▶ _WORK INSTRUCTION_:
Please find the lines in the entries below that contain the word "bench", and copy each one.

(Dataset records)
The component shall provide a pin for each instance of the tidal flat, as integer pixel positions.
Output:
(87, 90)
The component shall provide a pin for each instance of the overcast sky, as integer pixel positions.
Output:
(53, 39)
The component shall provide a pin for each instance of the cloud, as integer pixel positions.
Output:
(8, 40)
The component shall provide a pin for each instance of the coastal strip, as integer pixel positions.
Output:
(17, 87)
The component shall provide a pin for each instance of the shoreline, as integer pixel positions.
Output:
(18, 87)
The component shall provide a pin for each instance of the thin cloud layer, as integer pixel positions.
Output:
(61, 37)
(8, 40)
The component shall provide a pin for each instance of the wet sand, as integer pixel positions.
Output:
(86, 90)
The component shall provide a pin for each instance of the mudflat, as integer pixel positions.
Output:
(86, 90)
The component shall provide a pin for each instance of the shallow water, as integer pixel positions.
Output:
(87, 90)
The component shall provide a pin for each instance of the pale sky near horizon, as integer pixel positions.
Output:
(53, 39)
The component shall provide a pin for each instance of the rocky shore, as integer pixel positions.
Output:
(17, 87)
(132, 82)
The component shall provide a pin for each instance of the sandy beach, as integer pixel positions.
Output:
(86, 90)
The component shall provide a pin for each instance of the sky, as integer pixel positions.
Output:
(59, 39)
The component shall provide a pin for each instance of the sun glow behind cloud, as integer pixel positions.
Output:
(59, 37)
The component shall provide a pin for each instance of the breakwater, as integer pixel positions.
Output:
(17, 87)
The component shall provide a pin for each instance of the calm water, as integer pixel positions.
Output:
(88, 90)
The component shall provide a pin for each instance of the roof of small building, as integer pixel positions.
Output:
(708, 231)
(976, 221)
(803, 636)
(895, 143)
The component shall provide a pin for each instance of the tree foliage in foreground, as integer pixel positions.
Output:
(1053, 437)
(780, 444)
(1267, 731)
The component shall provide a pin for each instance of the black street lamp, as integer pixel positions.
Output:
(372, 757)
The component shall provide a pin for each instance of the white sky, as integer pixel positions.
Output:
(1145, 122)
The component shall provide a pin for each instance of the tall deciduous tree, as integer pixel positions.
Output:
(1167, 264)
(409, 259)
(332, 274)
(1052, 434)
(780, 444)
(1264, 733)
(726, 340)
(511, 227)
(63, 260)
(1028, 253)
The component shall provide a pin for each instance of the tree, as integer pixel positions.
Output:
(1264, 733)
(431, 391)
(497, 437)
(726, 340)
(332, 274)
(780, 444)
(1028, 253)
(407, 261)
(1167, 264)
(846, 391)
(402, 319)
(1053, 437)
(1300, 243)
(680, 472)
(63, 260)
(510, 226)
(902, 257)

--

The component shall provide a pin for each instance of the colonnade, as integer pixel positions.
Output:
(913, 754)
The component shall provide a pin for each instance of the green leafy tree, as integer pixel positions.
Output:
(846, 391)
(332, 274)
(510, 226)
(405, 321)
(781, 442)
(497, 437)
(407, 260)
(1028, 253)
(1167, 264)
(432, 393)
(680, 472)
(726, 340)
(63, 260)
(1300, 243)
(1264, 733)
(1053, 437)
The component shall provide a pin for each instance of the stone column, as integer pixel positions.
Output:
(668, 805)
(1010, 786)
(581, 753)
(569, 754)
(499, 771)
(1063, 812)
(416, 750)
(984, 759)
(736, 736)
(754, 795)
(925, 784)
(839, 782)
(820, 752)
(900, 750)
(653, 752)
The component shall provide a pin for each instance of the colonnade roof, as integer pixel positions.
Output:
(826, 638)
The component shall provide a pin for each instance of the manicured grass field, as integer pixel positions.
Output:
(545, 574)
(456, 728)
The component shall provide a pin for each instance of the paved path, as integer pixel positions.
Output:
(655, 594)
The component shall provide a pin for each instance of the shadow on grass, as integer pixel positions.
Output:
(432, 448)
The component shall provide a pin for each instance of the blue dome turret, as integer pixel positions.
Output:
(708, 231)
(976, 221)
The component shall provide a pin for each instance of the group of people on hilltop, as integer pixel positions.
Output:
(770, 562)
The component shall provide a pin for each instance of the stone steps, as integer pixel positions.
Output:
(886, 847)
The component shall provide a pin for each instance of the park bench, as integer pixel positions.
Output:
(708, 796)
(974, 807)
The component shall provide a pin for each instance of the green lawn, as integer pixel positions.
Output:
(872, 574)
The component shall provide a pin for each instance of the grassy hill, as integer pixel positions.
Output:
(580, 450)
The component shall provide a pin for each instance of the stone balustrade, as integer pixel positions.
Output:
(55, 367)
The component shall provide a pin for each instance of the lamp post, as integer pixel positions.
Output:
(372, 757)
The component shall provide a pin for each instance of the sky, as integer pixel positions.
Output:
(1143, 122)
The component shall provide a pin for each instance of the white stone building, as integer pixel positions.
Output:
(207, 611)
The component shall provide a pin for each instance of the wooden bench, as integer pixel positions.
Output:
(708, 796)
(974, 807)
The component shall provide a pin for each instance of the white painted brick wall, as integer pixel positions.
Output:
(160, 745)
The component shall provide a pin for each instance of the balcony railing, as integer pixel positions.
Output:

▶ _SOLUTION TO THIS PROBLEM_:
The component shall provide a pin for each instance of the park bench, as integer pixel positions.
The component shall provide a pin for each instance of the wooden bench, as integer pixel positions.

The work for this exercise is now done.